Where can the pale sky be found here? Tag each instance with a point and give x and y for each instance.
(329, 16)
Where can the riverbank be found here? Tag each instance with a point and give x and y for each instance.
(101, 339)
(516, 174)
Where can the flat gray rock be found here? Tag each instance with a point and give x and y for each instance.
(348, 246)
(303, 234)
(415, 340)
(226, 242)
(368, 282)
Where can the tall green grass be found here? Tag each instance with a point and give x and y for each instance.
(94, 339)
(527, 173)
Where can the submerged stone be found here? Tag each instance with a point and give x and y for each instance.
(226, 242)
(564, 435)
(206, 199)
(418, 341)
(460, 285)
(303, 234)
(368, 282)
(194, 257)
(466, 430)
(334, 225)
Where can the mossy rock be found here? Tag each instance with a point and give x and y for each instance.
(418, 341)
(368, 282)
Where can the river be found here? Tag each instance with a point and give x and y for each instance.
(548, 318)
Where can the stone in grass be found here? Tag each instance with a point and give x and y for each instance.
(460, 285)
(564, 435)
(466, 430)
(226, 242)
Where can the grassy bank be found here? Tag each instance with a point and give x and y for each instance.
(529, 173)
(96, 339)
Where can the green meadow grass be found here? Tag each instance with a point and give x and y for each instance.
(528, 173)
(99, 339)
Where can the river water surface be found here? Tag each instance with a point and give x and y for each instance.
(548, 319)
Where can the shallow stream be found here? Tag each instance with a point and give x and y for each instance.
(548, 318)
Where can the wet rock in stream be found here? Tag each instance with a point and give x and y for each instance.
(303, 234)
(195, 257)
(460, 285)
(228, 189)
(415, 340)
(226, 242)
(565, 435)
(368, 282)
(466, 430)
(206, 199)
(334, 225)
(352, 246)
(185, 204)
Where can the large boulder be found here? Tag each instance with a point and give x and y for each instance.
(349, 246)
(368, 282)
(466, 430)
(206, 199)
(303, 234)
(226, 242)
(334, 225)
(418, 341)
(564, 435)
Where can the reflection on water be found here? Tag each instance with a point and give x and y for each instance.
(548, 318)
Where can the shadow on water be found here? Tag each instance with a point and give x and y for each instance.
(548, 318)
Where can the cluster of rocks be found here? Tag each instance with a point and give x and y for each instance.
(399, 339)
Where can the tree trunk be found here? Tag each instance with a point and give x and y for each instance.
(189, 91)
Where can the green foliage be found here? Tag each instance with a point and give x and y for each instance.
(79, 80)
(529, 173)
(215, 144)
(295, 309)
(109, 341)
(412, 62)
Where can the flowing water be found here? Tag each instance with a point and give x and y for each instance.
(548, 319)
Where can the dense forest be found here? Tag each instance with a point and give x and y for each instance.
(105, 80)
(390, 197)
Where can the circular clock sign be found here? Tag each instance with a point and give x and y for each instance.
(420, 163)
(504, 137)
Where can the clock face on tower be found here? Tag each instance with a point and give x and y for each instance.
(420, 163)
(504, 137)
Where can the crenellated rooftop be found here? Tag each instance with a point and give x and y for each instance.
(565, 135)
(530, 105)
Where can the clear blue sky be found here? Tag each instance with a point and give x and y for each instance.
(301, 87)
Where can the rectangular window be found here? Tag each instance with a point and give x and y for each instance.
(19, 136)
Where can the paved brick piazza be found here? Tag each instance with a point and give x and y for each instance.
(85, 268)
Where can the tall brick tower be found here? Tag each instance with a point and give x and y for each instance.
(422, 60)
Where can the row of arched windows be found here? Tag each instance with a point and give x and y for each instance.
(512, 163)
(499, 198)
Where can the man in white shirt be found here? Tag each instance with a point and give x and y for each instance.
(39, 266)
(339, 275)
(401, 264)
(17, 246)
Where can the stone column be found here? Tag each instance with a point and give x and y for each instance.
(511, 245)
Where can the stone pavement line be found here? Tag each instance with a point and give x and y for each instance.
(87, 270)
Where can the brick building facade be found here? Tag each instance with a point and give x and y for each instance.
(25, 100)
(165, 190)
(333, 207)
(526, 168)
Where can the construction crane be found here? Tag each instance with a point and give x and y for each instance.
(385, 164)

§ Task details
Reproduce only the part of the records that opens with the line containing "Where can the construction" and continues through the end of the records, with the request kept as is. Multiply every x and y coordinate in the answers by 0.45 and round each to a whole number, rounding halves up.

§ Exercise result
Where can the construction crane be found here? Tag each instance with a point and give x and y for each instance.
(173, 74)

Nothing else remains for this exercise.